Listing
——————————
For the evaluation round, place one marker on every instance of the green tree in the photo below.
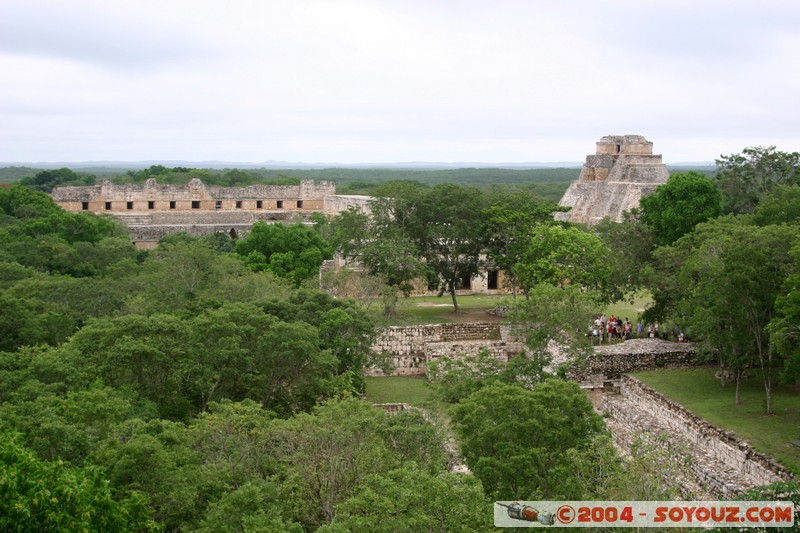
(380, 245)
(746, 178)
(780, 206)
(675, 208)
(517, 441)
(293, 252)
(38, 495)
(327, 456)
(446, 226)
(722, 280)
(509, 219)
(562, 256)
(784, 328)
(409, 499)
(630, 245)
(155, 458)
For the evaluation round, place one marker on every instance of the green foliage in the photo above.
(329, 455)
(40, 495)
(723, 280)
(291, 252)
(630, 245)
(784, 328)
(518, 441)
(675, 208)
(780, 206)
(746, 178)
(509, 220)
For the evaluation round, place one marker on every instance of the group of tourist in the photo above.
(614, 328)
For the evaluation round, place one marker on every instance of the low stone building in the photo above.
(613, 180)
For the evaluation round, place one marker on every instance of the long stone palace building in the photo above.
(611, 181)
(152, 211)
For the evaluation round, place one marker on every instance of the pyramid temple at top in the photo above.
(613, 180)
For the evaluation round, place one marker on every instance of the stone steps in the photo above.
(707, 478)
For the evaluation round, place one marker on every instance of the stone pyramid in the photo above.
(613, 180)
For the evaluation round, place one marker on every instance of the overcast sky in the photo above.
(391, 81)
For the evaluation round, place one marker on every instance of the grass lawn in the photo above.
(398, 389)
(698, 391)
(629, 309)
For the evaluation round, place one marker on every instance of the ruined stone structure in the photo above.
(411, 348)
(721, 465)
(605, 368)
(613, 180)
(152, 211)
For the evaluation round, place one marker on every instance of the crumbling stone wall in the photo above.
(194, 196)
(410, 348)
(722, 465)
(613, 180)
(609, 362)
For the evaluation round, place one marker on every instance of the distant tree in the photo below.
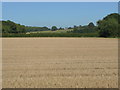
(54, 28)
(108, 27)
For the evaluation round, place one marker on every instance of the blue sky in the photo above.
(60, 14)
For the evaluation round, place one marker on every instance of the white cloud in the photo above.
(60, 0)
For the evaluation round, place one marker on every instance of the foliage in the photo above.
(109, 26)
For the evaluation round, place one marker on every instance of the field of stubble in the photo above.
(60, 63)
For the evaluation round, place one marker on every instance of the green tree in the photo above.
(108, 27)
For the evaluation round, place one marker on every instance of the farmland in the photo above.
(60, 62)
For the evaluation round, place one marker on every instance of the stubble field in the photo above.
(60, 63)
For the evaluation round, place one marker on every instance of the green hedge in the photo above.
(51, 35)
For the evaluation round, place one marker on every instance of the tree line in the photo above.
(107, 27)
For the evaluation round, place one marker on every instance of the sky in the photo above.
(60, 14)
——————————
What is being asked
Copy every row above word for word, including the points, and leave out the pictures.

Answer for this exercise
For the evaluation round, place one marker on every instance of the green tree in the photo below.
(380, 245)
(746, 178)
(780, 206)
(675, 208)
(517, 441)
(293, 252)
(38, 495)
(327, 456)
(446, 226)
(722, 280)
(509, 219)
(562, 256)
(784, 328)
(409, 499)
(630, 245)
(155, 458)
For the evaluation round, place one marker on every instance of the green foliage in the photo above.
(329, 455)
(40, 495)
(723, 280)
(291, 252)
(630, 245)
(784, 328)
(518, 441)
(675, 208)
(780, 206)
(746, 178)
(509, 220)
For the evaluation round, place one marker on every instance of the group of tourist in the photo above.
(614, 328)
For the evaluation round, place one marker on every instance of the low stone building in the photo above.
(613, 180)
For the evaluation round, place one marker on every instance of the long stone palace building in the photo above.
(611, 181)
(152, 211)
For the evaluation round, place one marker on every instance of the pyramid temple at top in the photo above.
(613, 180)
For the evaluation round, place one marker on every instance of the stone steps in the photo above.
(707, 478)
For the evaluation round, place one marker on every instance of the stone pyramid in the photo above.
(613, 180)
For the evaluation round, place one marker on every instance of the overcast sky in the photo above.
(391, 81)
For the evaluation round, place one marker on every instance of the grass lawn in the photo above.
(398, 389)
(698, 391)
(629, 309)
For the evaluation round, place one marker on every instance of the ruined stone structure in the photo above.
(411, 348)
(721, 465)
(605, 368)
(613, 180)
(152, 211)
For the evaluation round, place one marker on every instance of the crumbling stone wall in the photo above.
(194, 196)
(410, 348)
(722, 465)
(613, 180)
(609, 362)
For the evaluation round, place one marker on every instance of the distant tree in the photo below.
(54, 28)
(108, 27)
For the evaluation round, place one marker on every instance of the blue sky in the photo above.
(60, 14)
For the evaluation round, place one marker on every instance of the white cloud in the photo above.
(60, 0)
For the evaluation round, place one marker on every instance of the foliage in the photo above.
(109, 26)
For the evaluation round, place one marker on every instance of the field of stubble in the photo above.
(60, 63)
For the evaluation round, place one marker on every instance of the green tree in the photo above.
(108, 27)
For the evaluation round, place one marker on every instance of the farmland in the photo above.
(60, 62)
For the evaluation round, place one marker on every instance of the stubble field in the photo above.
(60, 63)
For the evaluation round, place one marker on every instance of the green hedge in the photo above.
(51, 35)
For the evaluation round, place one marker on every instance of the tree line in the photo above.
(107, 27)
For the evaluation round, place one marker on every instance of the sky in the photo above.
(60, 14)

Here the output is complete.